— TASK TO CARRY OUT —
From the article on fingerprinting at American borders, copy word for word the passage that begins with the words containing "Post by boomerchick" and ends with "from these controls.".

— QUOTED TEXT —
◆ ◆ ◆ ◆ ◆
Post by boomerchick on Jan 7, 2004 19:37:21 GMT -5
At American Borders: Smile; You're on File
By Pascal Riche
Liberation
Tuesday 06 January 2004
Since yesterday, the majority of foreigners who land at American airports are entered into police files. They stand in front of a round digital camera that takes their picture; they put one index finger, then the other, on an orange glass shelf, and their fingerprints are taken electronically. The intelligence collected is immediately compared to the FBI’s terrorist suspects’ list: in a few seconds, the computer clears the visitor or identifies a suspect. In the second case, the person is interrogated by the FBI in an airport room. In this first stage at least, nationals of twenty-eight countries, including France, are exempt from these controls.
◆ ◆ ◆ ◆ ◆
— DATA SHOWN —
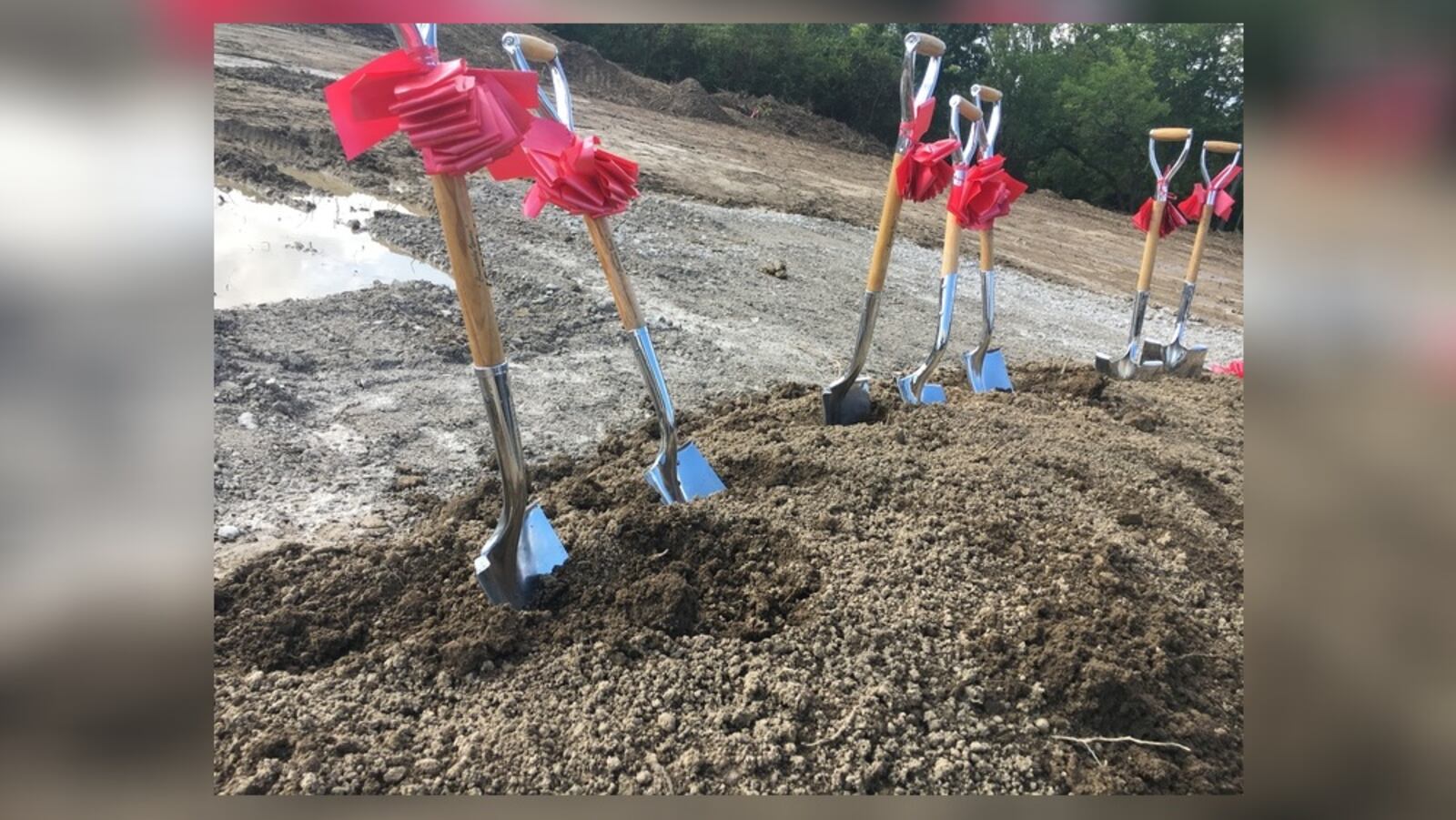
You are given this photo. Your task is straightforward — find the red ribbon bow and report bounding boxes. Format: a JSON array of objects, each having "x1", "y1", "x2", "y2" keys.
[
  {"x1": 323, "y1": 49, "x2": 537, "y2": 175},
  {"x1": 490, "y1": 118, "x2": 638, "y2": 217},
  {"x1": 1133, "y1": 197, "x2": 1188, "y2": 238},
  {"x1": 945, "y1": 155, "x2": 1026, "y2": 230},
  {"x1": 1178, "y1": 165, "x2": 1243, "y2": 220},
  {"x1": 895, "y1": 97, "x2": 959, "y2": 202}
]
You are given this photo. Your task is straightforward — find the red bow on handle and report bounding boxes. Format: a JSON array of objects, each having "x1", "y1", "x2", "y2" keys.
[
  {"x1": 323, "y1": 48, "x2": 536, "y2": 175},
  {"x1": 1178, "y1": 165, "x2": 1243, "y2": 220},
  {"x1": 895, "y1": 97, "x2": 959, "y2": 202},
  {"x1": 490, "y1": 116, "x2": 638, "y2": 217},
  {"x1": 1133, "y1": 197, "x2": 1188, "y2": 238},
  {"x1": 945, "y1": 155, "x2": 1026, "y2": 230}
]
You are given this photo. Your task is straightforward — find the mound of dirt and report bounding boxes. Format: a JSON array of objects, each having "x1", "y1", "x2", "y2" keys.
[{"x1": 214, "y1": 367, "x2": 1243, "y2": 794}]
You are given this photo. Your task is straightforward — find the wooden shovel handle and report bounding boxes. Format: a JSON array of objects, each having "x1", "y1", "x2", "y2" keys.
[
  {"x1": 1184, "y1": 204, "x2": 1213, "y2": 284},
  {"x1": 915, "y1": 32, "x2": 945, "y2": 56},
  {"x1": 941, "y1": 211, "x2": 961, "y2": 278},
  {"x1": 515, "y1": 34, "x2": 556, "y2": 63},
  {"x1": 1138, "y1": 199, "x2": 1168, "y2": 291},
  {"x1": 582, "y1": 217, "x2": 642, "y2": 330},
  {"x1": 981, "y1": 86, "x2": 1002, "y2": 102},
  {"x1": 864, "y1": 155, "x2": 905, "y2": 293},
  {"x1": 956, "y1": 96, "x2": 981, "y2": 122},
  {"x1": 430, "y1": 175, "x2": 505, "y2": 367}
]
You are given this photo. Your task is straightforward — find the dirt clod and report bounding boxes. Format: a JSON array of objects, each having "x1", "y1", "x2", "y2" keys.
[{"x1": 214, "y1": 367, "x2": 1243, "y2": 794}]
◆ ◆ ◆ ◆ ◆
— OUTPUT FOR THIS TASK —
Post by boomerchick on Jan 7, 2004 19:37:21 GMT -5
At American Borders: Smile; You're on File
By Pascal Riche
Liberation
Tuesday 06 January 2004
Since yesterday, the majority of foreigners who land at American airports are entered into police files. They stand in front of a round digital camera that takes their picture; they put one index finger, then the other, on an orange glass shelf, and their fingerprints are taken electronically. The intelligence collected is immediately compared to the FBI’s terrorist suspects’ list: in a few seconds, the computer clears the visitor or identifies a suspect. In the second case, the person is interrogated by the FBI in an airport room. In this first stage at least, nationals of twenty-eight countries, including France, are exempt from these controls.